§ Document excerpt:
──────

Any time I have come across patients or clients with activity tracking devices, usually they are the Fitbit Flex, Force, or Charge which record only the number of steps and sudden elevation changes for caloric burn. Many people do not own heart rate trackers because they don’t understand the importance in understanding the physiological aspects of exercise. I have seen more clients than patients using them because of the differences in demographics. Within my client pool the ages range from 15-59. These individuals come to specialists because they want motivation and they want to make a change in their lives. More than half of my clients have activity trackers because health is their goal.
Typically within the physical therapy office, I move from doctor to doctor helping patients in which the demographic range is probably around 5-99+. When you view the majority of physical therapy patients, you are typically looking at trauma related patients that have no choice but to get better if they want to maintain independence as an individual. I would say 10%-15% of these patients have activity trackers which in this group includes hundreds of patients. In most cases the demographic activity tracking in patients would be the younger generations 18-40. They use these devices for the same reasons, to keep track of caloric intake vs output and when they look down at their wrists it motivates and reminds them to stay active to get those 7,000-10,000 steps per day.
Have you used these devices in your management of patients and if so could you describe how?
For clinical purposes, the consumer devices are quite simple, however the information that these devices can give medical professionals such as physiotherapists and physical therapist is unrivalled. You are getting to look at a day in the lives of your patients. In essence, you are tracking their mobility! As it stands now, therapists rely purely on self reported data given by patients. Lets be honest and say that 85-90% of patients exaggerate how well they are doing in their prescribed exercises and in moving around. This is subject to intentional and unintentional bias which doesn’t help the PT properly prescribe the proper progressions of an exercise. Not only does Fitbit have an edge in accuracy, but the online tracker is extremely easy to use. This is it’s major benefit over most other digital trackers and so is ideal for those who are technologically challenged. Upon talking with patients about their devices I have asked with the PT’s permission to view their logs and shown the PT what the data represents and how to use it.
How do you see these devices and their use by physical therapists/physiotherapists developing in the future?

──────

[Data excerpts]

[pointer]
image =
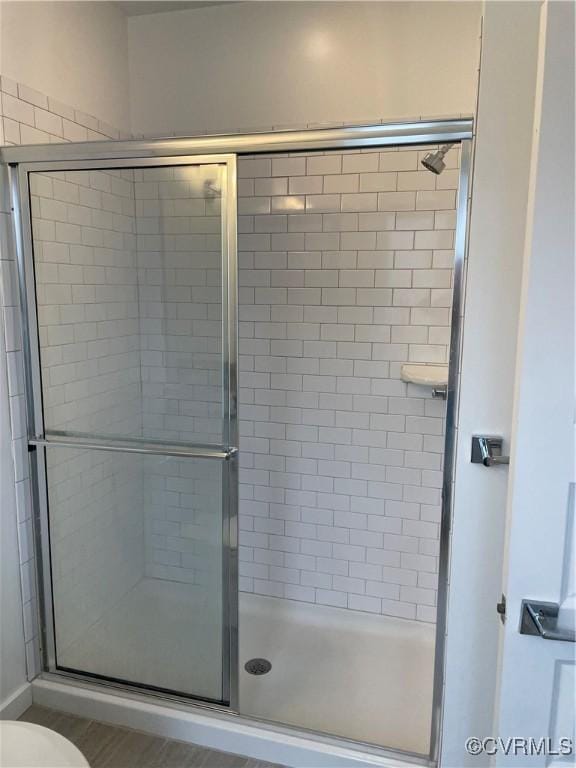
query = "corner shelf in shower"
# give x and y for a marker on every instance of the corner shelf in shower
(425, 375)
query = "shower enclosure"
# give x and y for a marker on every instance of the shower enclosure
(348, 274)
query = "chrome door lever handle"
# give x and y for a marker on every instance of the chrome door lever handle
(488, 451)
(541, 619)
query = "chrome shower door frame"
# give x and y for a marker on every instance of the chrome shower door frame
(39, 442)
(360, 137)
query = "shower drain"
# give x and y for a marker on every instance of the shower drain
(258, 666)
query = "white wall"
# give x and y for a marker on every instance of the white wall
(74, 52)
(13, 667)
(498, 215)
(541, 495)
(267, 64)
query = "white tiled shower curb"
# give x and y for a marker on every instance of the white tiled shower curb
(215, 730)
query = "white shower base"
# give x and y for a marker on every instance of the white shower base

──────

§ Work task:
Answer these questions using the text on activity trackers in physical therapy.
1. What age range does the author give for the client pool?
2. What share of physical therapy patients does the author say have activity trackers?
3. What kind of data do therapists rely on purely, as things stand now?
The lines have no connection to the text on activity trackers.

§ Written response:
1. 15-59
2. 10%-15%
3. Self-reported data given by patients